Pull out every line in the rows below that contains the string "covered".

**********

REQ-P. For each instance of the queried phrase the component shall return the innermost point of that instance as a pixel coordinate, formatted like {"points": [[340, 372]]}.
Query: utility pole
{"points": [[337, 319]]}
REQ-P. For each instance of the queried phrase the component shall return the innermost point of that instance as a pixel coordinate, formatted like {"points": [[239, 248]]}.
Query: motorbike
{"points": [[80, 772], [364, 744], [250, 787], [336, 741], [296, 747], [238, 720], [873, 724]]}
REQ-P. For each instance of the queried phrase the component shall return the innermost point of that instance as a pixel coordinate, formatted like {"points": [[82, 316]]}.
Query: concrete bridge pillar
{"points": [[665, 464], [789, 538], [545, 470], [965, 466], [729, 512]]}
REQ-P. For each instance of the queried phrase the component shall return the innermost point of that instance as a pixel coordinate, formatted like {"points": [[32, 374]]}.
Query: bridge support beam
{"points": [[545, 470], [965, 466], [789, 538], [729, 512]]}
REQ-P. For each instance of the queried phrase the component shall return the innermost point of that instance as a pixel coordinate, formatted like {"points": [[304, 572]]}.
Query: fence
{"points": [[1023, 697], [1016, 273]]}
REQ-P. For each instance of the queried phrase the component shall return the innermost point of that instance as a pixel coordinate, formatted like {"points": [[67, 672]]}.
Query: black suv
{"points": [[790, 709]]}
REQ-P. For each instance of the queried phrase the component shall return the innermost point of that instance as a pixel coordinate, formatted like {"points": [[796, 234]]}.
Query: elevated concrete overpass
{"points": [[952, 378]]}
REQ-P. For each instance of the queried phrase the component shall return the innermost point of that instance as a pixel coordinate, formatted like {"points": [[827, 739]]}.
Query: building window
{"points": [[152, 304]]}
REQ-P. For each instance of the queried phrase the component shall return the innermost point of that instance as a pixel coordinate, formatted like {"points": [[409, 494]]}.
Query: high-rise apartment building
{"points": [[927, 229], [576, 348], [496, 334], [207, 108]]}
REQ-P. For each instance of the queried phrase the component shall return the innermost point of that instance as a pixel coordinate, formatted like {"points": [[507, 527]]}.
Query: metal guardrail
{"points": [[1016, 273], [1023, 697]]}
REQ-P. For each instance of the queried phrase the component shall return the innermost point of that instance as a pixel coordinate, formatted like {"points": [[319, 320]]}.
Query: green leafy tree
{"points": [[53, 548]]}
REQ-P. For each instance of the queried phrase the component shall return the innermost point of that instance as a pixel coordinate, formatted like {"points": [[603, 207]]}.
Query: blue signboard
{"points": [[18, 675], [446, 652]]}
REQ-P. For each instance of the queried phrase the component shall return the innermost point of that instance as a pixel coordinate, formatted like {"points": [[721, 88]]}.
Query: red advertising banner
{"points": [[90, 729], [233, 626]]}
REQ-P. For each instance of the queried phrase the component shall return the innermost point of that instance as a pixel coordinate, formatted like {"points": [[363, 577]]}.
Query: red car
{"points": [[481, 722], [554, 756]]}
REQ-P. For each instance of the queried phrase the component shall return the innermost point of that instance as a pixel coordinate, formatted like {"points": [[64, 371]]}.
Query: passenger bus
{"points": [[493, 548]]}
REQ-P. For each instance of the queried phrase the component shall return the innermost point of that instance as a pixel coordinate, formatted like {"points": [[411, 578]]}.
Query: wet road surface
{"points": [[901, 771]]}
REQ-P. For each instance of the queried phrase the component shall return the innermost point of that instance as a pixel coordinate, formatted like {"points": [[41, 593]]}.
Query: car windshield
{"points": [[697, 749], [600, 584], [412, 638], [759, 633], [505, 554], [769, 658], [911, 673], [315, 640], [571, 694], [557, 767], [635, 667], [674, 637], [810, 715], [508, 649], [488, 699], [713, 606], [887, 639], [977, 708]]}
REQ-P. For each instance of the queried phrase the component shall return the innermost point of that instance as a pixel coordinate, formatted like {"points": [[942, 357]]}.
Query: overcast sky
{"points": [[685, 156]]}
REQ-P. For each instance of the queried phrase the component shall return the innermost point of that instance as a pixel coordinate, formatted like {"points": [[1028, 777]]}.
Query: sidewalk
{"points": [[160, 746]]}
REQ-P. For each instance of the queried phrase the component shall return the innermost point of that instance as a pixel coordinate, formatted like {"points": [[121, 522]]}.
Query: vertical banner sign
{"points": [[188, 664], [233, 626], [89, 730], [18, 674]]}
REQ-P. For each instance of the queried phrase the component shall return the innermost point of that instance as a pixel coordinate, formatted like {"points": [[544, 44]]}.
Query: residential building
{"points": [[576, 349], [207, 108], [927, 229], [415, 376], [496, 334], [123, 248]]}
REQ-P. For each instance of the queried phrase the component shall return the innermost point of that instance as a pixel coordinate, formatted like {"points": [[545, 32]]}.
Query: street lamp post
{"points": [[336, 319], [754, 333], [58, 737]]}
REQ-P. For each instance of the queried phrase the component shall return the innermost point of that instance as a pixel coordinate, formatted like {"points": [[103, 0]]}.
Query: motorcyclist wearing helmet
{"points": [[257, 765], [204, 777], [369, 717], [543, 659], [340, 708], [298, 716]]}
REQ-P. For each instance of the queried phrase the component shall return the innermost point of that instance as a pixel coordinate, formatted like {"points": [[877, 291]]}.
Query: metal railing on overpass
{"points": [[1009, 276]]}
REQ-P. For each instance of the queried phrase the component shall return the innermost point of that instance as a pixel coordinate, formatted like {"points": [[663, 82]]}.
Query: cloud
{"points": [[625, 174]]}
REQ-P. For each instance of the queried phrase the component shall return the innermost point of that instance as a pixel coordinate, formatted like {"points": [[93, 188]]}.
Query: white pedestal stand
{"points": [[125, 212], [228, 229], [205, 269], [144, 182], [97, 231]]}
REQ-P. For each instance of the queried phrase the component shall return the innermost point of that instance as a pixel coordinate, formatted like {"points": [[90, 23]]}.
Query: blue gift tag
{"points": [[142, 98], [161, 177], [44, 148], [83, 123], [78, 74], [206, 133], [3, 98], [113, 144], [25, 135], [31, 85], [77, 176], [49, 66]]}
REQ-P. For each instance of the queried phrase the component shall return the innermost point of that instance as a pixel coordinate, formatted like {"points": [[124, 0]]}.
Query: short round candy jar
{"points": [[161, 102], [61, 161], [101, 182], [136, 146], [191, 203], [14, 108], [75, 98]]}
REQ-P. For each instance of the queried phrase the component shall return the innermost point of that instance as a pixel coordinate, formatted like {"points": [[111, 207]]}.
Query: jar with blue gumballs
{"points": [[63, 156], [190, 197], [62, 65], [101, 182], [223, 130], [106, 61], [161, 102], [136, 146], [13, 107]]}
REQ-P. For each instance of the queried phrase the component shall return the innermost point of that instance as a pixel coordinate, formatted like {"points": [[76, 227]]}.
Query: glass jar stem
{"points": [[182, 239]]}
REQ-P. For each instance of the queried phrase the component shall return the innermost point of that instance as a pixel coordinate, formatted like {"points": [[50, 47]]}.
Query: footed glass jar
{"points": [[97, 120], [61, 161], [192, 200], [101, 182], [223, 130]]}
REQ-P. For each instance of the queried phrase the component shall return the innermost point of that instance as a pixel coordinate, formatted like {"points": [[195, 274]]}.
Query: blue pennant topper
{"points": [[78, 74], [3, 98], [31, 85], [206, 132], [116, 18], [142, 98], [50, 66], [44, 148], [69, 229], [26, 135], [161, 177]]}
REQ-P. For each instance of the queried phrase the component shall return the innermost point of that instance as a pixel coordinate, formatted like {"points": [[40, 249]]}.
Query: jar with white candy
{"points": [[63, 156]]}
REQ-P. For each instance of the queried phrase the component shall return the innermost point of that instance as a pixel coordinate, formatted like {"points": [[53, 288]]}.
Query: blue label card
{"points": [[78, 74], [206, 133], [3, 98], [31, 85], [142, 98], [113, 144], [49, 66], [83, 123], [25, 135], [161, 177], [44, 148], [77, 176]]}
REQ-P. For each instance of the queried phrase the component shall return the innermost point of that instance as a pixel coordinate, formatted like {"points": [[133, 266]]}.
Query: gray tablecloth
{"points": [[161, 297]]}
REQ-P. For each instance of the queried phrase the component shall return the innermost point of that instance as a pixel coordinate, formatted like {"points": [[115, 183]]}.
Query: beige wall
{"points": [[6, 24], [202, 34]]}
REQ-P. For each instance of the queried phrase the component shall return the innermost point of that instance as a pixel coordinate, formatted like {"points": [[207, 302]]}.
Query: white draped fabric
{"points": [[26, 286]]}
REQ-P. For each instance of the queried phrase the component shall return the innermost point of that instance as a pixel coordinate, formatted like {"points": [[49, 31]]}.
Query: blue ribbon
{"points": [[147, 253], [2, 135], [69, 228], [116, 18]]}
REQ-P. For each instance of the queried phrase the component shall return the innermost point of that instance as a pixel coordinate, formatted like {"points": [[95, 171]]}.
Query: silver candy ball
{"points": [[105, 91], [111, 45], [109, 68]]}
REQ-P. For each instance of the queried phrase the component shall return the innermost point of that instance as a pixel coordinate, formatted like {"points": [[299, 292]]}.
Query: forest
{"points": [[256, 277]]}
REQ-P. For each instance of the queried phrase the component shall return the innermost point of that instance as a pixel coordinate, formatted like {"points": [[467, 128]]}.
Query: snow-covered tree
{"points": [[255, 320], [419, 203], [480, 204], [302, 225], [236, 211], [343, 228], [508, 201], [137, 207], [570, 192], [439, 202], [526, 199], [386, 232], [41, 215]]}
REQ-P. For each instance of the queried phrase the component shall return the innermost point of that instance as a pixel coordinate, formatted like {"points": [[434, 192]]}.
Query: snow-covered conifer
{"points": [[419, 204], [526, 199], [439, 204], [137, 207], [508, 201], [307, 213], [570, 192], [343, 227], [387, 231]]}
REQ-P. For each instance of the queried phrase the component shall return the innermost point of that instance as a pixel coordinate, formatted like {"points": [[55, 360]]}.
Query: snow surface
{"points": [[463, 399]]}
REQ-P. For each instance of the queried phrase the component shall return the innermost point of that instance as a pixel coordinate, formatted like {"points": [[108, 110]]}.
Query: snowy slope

**********

• Result of the task:
Query: snow-covered tree
Query: snow-covered conifer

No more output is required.